#### WORK REQUEST:
Skip all lines in the entries below that come before the one containing "Target: cab window". Repeat that line and the rest exactly.

#### EXCERPTED DATA:
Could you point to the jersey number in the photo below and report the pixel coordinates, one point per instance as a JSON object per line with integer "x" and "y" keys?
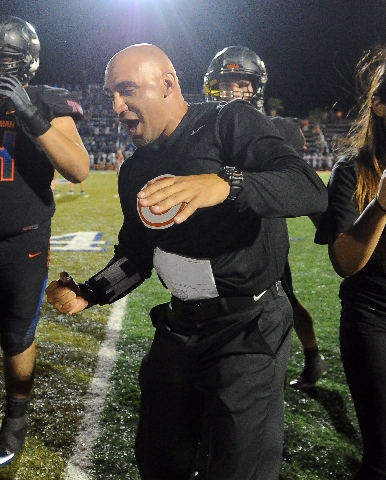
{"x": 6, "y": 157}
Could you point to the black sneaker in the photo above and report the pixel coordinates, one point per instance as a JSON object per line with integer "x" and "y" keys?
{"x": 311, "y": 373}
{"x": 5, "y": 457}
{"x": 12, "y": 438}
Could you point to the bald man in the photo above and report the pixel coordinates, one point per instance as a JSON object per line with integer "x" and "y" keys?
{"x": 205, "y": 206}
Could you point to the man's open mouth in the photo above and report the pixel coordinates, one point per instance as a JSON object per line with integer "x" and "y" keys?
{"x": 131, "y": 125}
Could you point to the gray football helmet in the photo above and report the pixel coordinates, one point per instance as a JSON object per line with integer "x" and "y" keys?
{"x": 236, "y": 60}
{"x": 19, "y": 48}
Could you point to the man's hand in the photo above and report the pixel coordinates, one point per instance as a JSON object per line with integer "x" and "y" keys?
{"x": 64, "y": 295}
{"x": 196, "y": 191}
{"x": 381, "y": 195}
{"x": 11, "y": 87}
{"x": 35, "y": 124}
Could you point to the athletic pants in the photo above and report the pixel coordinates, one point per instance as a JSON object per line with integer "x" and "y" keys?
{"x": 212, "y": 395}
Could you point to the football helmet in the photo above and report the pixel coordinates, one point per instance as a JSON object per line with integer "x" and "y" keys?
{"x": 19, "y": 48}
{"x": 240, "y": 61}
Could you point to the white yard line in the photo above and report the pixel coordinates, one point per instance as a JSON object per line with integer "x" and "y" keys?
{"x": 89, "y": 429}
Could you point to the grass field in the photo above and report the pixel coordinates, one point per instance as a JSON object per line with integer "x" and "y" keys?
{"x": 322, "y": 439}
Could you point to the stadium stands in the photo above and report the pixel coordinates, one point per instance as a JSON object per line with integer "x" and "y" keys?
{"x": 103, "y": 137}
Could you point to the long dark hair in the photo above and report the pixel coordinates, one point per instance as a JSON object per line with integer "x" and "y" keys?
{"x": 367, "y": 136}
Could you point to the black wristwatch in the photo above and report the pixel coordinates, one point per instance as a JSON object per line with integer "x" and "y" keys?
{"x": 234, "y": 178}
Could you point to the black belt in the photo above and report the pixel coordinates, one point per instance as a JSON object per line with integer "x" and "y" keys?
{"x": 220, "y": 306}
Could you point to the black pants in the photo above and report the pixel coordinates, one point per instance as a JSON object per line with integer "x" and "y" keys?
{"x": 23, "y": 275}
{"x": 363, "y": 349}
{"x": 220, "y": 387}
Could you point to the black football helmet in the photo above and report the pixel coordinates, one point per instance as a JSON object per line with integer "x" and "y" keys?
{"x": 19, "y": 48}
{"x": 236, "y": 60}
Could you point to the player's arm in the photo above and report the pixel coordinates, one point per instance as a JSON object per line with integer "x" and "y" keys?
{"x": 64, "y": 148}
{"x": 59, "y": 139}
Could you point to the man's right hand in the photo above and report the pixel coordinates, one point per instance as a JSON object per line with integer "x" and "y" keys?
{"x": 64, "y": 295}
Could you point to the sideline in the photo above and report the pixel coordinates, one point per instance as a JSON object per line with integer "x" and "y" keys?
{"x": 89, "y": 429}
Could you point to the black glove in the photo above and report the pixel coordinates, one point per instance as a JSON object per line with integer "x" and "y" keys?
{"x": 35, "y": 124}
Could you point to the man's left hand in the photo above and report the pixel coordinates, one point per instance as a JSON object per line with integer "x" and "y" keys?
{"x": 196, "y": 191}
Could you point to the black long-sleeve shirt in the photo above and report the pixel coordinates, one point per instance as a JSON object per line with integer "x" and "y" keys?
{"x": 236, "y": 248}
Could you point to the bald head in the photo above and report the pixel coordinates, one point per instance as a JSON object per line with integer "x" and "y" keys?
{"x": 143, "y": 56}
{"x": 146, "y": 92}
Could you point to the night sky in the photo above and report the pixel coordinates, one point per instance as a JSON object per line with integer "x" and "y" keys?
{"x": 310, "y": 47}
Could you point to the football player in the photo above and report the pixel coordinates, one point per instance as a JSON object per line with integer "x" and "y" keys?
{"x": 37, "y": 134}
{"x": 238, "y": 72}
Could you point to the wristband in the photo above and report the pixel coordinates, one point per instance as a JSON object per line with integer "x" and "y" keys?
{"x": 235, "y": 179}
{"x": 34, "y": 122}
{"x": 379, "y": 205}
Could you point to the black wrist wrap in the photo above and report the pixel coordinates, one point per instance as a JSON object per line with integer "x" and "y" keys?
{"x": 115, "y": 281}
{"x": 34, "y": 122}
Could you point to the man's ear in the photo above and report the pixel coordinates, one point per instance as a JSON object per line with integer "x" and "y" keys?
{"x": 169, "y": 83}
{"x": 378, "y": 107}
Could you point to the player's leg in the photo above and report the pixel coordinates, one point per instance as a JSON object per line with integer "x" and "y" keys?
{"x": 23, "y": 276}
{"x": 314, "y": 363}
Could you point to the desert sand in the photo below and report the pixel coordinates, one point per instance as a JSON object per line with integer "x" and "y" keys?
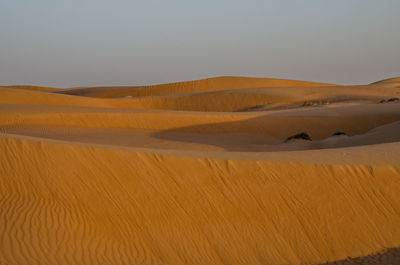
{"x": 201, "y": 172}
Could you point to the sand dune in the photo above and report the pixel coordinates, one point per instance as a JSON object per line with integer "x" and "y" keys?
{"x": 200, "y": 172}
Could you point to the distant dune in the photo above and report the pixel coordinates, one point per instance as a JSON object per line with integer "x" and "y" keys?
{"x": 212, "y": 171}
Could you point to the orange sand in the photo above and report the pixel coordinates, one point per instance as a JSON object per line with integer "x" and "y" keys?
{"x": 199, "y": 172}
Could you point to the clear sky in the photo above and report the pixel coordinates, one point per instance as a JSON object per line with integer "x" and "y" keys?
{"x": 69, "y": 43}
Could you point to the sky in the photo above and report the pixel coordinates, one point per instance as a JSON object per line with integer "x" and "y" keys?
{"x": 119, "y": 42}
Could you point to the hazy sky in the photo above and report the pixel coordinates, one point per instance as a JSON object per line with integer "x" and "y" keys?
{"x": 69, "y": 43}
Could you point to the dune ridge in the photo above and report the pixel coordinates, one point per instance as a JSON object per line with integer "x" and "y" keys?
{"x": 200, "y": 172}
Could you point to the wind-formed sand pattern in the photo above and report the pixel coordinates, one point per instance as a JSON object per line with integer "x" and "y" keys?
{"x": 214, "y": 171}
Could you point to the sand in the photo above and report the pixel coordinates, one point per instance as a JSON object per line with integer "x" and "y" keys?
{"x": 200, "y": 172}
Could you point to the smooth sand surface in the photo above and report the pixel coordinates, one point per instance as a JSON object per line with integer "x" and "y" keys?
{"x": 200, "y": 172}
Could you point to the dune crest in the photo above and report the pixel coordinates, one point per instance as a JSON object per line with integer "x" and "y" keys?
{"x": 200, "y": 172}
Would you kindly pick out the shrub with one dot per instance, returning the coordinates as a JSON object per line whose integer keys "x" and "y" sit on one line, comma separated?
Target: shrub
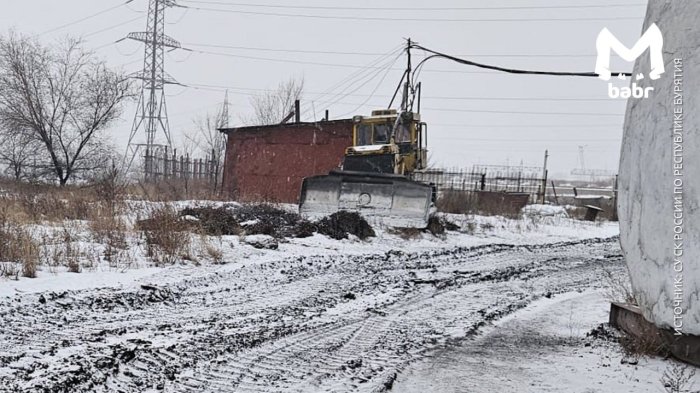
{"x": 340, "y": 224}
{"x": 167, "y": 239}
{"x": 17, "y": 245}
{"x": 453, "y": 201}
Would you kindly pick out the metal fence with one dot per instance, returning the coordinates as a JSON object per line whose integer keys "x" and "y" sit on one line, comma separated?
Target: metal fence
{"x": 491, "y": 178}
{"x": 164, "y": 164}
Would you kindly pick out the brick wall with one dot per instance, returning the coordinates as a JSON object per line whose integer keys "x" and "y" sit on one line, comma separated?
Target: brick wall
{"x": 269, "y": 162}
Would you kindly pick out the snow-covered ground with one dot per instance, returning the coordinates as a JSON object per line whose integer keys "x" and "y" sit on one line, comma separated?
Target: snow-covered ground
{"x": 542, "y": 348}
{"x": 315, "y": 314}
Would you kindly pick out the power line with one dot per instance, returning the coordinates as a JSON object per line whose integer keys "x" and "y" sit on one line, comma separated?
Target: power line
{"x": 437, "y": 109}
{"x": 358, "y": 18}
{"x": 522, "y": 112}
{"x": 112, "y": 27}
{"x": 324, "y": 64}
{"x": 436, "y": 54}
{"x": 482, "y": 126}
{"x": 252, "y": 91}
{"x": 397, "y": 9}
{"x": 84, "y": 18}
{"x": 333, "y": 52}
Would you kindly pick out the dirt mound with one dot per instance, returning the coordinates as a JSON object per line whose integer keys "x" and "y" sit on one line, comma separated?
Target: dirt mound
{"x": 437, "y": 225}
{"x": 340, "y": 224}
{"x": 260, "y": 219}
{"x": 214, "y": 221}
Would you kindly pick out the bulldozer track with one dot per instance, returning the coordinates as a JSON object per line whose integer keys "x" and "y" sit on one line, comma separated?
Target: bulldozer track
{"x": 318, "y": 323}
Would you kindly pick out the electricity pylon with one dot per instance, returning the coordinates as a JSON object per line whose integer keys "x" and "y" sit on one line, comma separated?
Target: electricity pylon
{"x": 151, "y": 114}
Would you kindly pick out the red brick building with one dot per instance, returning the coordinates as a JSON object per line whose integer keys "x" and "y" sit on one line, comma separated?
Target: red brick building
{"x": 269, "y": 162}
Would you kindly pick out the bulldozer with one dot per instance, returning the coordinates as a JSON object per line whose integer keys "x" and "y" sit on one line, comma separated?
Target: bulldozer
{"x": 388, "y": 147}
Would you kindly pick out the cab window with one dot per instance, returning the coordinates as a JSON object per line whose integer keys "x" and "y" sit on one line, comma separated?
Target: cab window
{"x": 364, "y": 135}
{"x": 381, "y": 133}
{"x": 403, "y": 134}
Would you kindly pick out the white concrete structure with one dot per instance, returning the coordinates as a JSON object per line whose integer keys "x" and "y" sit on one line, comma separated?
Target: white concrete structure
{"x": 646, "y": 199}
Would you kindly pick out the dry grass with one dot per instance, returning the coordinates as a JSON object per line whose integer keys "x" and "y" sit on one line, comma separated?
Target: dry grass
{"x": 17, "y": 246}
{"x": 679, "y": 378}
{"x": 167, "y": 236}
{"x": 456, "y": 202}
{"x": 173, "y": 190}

#### TASK ANSWER:
Target: cab window
{"x": 364, "y": 135}
{"x": 381, "y": 133}
{"x": 403, "y": 134}
Would you kindly pick out the white concrete structure with one dot per instance, returning the coordinates as a JSON object per line whose integer keys "x" and "y" sit on one line, comma separated?
Target: white concrete structure
{"x": 646, "y": 199}
Would you kindly pick out the dry grass with one dot per instance, returning the coordinates as a JSON object per line whose integer keys "x" and "y" sit on one line, comma separated?
Target: dry grass
{"x": 17, "y": 246}
{"x": 679, "y": 378}
{"x": 167, "y": 236}
{"x": 456, "y": 202}
{"x": 173, "y": 190}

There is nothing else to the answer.